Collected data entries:

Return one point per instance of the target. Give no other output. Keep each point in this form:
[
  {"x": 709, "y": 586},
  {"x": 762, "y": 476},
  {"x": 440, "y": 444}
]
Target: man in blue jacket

DIRECTIONS — Revise every row above, replacing "instance" with "occurrence" and leaving all other text unchanged.

THE SOLUTION —
Return one point per occurrence of the target. Give no other output. Keep each point in this form:
[
  {"x": 709, "y": 586},
  {"x": 762, "y": 476},
  {"x": 440, "y": 444}
]
Target: man in blue jacket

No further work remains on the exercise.